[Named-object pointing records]
● ● ● ● ●

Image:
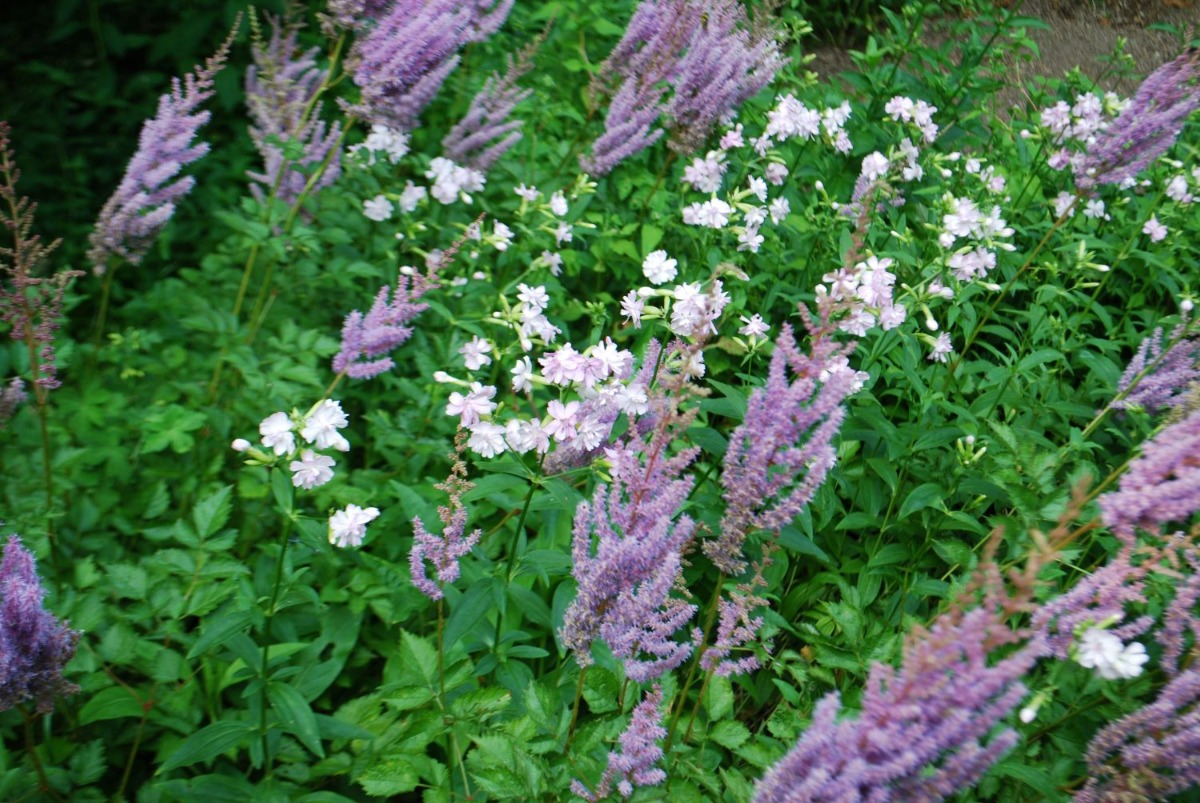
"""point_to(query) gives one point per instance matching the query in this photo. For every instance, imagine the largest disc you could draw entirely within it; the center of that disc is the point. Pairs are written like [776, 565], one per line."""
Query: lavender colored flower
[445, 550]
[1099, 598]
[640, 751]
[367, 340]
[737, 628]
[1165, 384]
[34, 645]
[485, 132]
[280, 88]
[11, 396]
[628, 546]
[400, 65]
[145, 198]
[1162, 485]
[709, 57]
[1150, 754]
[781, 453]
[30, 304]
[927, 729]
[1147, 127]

● ● ● ● ●

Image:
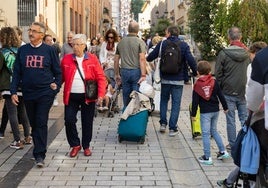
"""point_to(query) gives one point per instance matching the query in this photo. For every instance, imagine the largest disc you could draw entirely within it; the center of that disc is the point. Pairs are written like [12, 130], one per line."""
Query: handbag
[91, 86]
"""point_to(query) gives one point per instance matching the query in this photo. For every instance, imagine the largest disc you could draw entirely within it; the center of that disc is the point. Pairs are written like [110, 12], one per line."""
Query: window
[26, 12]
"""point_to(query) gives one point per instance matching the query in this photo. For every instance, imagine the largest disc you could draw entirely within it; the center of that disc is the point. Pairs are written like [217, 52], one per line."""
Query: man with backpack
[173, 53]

● ● ● ● ●

EXERCISE: Report every line of the records above that contains the word "like", matching case exactly.

COMPLETED EXERCISE:
"""point_to(query) gives one point per instance matching the query in this photo. For every instance, imagine the largest disc you could draw entirely within it; the center of that disc is the point. Pairs are written like [776, 565], one per line."""
"""point_to(query) gives one point per instance matching the query in this photo. For every instance, imagine the largest disc you could draw entirely within it; the center of that disc is the point. Pairs are written like [12, 130], one per line."""
"""point_to(query) gives one point per instance matching the query in this photo. For every instance, imagine the largest disc you could draw entirely within it; the center of that disc is the point. Pairs are written like [110, 12], one per line."""
"""point_to(query) gives one point per instance matching the query in this photo. For every instance, imagine the largest disc you could draw entirely within it; the center of that disc is the point. Pairs are written like [217, 52], one per line."""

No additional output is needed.